Supplied records start

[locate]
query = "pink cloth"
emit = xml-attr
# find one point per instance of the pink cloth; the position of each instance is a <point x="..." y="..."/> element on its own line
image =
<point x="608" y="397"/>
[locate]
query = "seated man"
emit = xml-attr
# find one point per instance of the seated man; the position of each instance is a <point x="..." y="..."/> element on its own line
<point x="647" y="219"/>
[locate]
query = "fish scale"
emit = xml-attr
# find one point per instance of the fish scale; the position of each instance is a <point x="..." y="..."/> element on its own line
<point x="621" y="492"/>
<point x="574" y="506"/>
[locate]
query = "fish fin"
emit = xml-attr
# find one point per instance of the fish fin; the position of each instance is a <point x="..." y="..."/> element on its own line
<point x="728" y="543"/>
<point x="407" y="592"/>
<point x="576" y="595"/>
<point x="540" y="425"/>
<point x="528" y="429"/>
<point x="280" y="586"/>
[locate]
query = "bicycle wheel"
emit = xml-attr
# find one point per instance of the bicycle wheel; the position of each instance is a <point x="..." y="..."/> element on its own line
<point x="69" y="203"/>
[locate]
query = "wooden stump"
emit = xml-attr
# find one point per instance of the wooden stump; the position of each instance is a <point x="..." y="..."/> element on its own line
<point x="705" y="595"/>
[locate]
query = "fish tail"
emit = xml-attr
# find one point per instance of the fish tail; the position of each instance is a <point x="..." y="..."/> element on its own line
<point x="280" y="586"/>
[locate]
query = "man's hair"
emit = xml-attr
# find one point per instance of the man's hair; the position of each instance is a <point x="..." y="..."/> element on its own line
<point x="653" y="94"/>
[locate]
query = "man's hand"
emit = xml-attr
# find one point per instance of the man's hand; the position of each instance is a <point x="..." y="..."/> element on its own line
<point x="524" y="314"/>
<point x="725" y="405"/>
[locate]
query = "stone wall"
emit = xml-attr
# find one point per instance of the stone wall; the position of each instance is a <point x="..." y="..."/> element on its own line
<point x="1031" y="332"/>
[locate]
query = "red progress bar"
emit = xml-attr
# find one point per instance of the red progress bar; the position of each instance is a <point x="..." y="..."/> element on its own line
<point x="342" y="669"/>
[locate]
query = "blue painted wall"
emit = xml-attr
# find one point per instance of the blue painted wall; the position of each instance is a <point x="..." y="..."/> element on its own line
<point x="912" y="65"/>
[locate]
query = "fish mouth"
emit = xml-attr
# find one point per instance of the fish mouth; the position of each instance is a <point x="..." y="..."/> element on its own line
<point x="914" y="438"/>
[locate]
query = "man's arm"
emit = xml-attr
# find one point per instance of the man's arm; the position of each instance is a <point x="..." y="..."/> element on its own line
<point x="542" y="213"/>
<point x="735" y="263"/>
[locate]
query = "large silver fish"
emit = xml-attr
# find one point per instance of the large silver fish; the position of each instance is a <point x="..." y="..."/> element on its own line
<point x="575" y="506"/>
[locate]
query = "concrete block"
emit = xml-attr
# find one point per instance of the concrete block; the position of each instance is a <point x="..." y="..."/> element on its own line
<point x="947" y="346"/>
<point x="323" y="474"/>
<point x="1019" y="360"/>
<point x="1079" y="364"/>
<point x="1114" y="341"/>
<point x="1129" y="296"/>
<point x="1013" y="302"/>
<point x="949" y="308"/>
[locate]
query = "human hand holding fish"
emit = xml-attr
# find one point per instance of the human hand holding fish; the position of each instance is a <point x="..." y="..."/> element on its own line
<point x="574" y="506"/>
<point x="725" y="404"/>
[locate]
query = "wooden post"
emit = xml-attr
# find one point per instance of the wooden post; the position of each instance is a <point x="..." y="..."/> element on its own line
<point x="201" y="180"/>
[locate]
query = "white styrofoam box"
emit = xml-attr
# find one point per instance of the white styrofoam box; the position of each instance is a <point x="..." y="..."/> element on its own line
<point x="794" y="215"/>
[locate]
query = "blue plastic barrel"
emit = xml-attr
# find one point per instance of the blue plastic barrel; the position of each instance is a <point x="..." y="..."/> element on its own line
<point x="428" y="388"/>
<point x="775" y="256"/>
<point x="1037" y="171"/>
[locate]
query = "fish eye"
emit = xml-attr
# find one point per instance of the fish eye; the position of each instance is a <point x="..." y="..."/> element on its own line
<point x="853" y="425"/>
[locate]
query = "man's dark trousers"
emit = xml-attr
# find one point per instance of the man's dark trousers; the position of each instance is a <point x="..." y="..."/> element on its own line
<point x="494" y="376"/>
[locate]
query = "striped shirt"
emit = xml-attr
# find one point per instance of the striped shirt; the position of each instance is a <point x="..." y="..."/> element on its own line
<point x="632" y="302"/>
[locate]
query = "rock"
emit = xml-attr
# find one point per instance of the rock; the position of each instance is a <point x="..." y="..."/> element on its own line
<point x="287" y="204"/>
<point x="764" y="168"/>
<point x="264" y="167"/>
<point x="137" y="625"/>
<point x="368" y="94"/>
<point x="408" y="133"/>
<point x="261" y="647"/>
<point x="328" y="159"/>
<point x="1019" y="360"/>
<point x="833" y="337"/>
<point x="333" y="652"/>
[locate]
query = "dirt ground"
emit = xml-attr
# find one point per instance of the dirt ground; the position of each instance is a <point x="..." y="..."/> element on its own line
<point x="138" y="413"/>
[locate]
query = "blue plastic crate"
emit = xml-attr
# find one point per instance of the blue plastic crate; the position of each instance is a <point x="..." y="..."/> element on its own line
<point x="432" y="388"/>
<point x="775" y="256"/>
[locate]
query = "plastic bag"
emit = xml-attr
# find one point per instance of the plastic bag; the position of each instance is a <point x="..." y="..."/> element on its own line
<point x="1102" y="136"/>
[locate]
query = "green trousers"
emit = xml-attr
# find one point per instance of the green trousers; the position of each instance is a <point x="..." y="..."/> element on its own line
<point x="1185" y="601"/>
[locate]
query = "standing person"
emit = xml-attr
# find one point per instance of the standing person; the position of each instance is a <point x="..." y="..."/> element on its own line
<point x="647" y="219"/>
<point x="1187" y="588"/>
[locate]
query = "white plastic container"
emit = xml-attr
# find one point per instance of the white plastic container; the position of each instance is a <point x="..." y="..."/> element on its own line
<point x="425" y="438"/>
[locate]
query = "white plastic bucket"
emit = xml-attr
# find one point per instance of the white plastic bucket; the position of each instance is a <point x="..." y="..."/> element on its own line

Supplied records end

▶ _Problem_
Using the listing above, please repeat every entry exactly.

▶ _Solved exercise_
[locate]
query = "pink cloth"
emit = xml-attr
# find one point per instance of the pink cloth; the position of each instance is a <point x="..." y="..."/> element on its own line
image =
<point x="608" y="397"/>
[locate]
query = "seated man"
emit = xml-attr
# find one point per instance of the seated man; the position of each instance is a <point x="..." y="..."/> element on its own line
<point x="647" y="219"/>
[locate]
query = "fish scale"
emit = xml-attr
# find one point per instance of the fish scale; the position of each instance is a <point x="..." y="..."/> element on its own line
<point x="621" y="492"/>
<point x="574" y="506"/>
[locate]
query = "fish fin"
emit = xml-attr
# find one point per instance of the fish fin; the position of each instance is a <point x="..." y="..."/> element on its own line
<point x="728" y="543"/>
<point x="407" y="592"/>
<point x="576" y="595"/>
<point x="540" y="425"/>
<point x="528" y="429"/>
<point x="280" y="586"/>
[locate]
query = "bicycle wheel"
emit = xml-attr
# find one point per instance of the bicycle wheel; the position of each instance is a <point x="..." y="..."/> element on its own line
<point x="69" y="203"/>
[locate]
query = "wooden stump"
emit = xml-attr
# find one point per instance of the wooden stump; the position of each instance is a <point x="..." y="..."/> element on its own line
<point x="705" y="595"/>
[locate]
query = "fish tail"
emit = xml-attr
# find one point per instance of the fish tail; the position of each instance is a <point x="..." y="..."/> element on its own line
<point x="280" y="586"/>
[locate]
query = "man's hair"
emit = xml-attr
# find one point per instance of the man's hair; the position of each instance is a <point x="..." y="..."/> element on its own line
<point x="653" y="94"/>
[locate]
query = "man's hand"
emit = xml-attr
# find one point per instance of the man's hand; the position of each instance is a <point x="..." y="..."/> element on its own line
<point x="524" y="314"/>
<point x="725" y="405"/>
[locate]
query = "stone wall"
emit = xml-attr
# find one point per instance of the stone wall; the position of each instance is a <point x="..." y="..."/> element on its own line
<point x="1031" y="332"/>
[locate]
query = "red progress bar"
emit = xml-attr
# find one point per instance of the red progress bar; the position of each instance is a <point x="..." y="..."/> element on its own line
<point x="342" y="669"/>
[locate]
query = "blue painted wall"
emit = xml-attr
# find one point per instance of the blue painted wall; the position of each instance is a <point x="..." y="..."/> element on its own line
<point x="912" y="65"/>
[locate]
query = "fish mouth"
emit = xml-attr
# find one point per instance of the fish mouth; the position of each instance is a <point x="..." y="..."/> element on its own line
<point x="914" y="438"/>
[locate]
query = "man's arm"
emit = xml-attr
# find one point per instance of the man's arm; the position of each instance is a <point x="..." y="..."/> element on its own line
<point x="542" y="213"/>
<point x="735" y="263"/>
[locate]
query = "large silver fish"
emit = xml-attr
# find one point per instance of the large silver fish; the position of each instance is a <point x="..." y="..."/> element on its own line
<point x="575" y="506"/>
[locate]
query = "concrete block"
emit = xml-attr
# find one point per instance of the concrete block; the position of each instance is a <point x="..." y="..."/> element on its own line
<point x="947" y="346"/>
<point x="323" y="474"/>
<point x="1019" y="360"/>
<point x="1079" y="364"/>
<point x="1114" y="341"/>
<point x="1129" y="296"/>
<point x="1013" y="302"/>
<point x="949" y="308"/>
[locate]
query = "human hand holding fish"
emit = xml-attr
# find one point per instance of the human hand holding fish; the position of each instance is a <point x="..." y="..."/> element on its own line
<point x="574" y="506"/>
<point x="725" y="404"/>
[locate]
query = "wooden post"
emit = xml-attr
# find one point per instance of the wooden post; the position of each instance is a <point x="..." y="..."/> element on its own line
<point x="201" y="180"/>
[locate]
query = "white styrofoam box"
emit = xml-attr
# find one point per instance of the white styrofoam box; the position of each instance is a <point x="..." y="..."/> element on its own line
<point x="794" y="215"/>
[locate]
query = "blue plastic barrel"
emit = xml-attr
# find one point per instance of the blue plastic barrel; the position of each instance is a <point x="..." y="..."/> element on its own line
<point x="428" y="388"/>
<point x="775" y="256"/>
<point x="1037" y="171"/>
[locate]
query = "fish eye"
emit = xml-attr
# find one point per instance of the fish eye; the position of each instance is a <point x="..." y="..."/> element on its own line
<point x="853" y="425"/>
[locate]
query = "man's dark trousers"
emit = xml-attr
# find one point per instance of the man's dark trousers; the position of each instance is a <point x="..." y="..."/> element on its own line
<point x="494" y="376"/>
[locate]
query = "striped shirt"
emit = xml-attr
# find one point per instance of the striped shirt; the position of each instance is a <point x="..." y="..."/> element on its own line
<point x="632" y="302"/>
[locate]
query = "rock"
emit = xml-attr
# find one point per instance of the rock; the position of each instance is a <point x="..." y="..."/> element on its own line
<point x="287" y="204"/>
<point x="764" y="168"/>
<point x="264" y="167"/>
<point x="137" y="625"/>
<point x="368" y="94"/>
<point x="408" y="133"/>
<point x="261" y="647"/>
<point x="328" y="159"/>
<point x="1019" y="360"/>
<point x="833" y="337"/>
<point x="333" y="652"/>
[locate]
query = "dirt ground"
emit = xml-attr
# find one point per instance of the dirt ground; the position of each instance is a <point x="..." y="..."/> element on its own line
<point x="138" y="413"/>
[locate]
query = "blue plastic crate"
emit = xml-attr
# find one point per instance of the blue plastic crate; the position of each instance is a <point x="..." y="..."/> element on its own line
<point x="432" y="388"/>
<point x="775" y="256"/>
[locate]
query = "plastic bag"
emit = xml-attr
# find one point per instance of the plastic bag; the position of each instance is a <point x="..." y="..."/> element on its own line
<point x="1102" y="136"/>
[locate]
query = "green trousers"
emit = xml-attr
# find one point per instance of the green trousers; the position of each instance is a <point x="..." y="..."/> element on its own line
<point x="1185" y="601"/>
[locate]
query = "standing person"
emit = xml-attr
# find one point per instance of the standing person; the position of each instance is a <point x="..." y="..."/> element on its own line
<point x="647" y="219"/>
<point x="1187" y="588"/>
[locate]
query = "white plastic container"
emit = xml-attr
# find one point per instance of the white plastic container; the position of each instance is a <point x="..." y="..."/> element on its own line
<point x="425" y="438"/>
[locate]
query = "white plastic bucket"
emit = xml-attr
# find one point per instance of the white plastic bucket; the position of each instance is a <point x="..." y="..."/> element on its own line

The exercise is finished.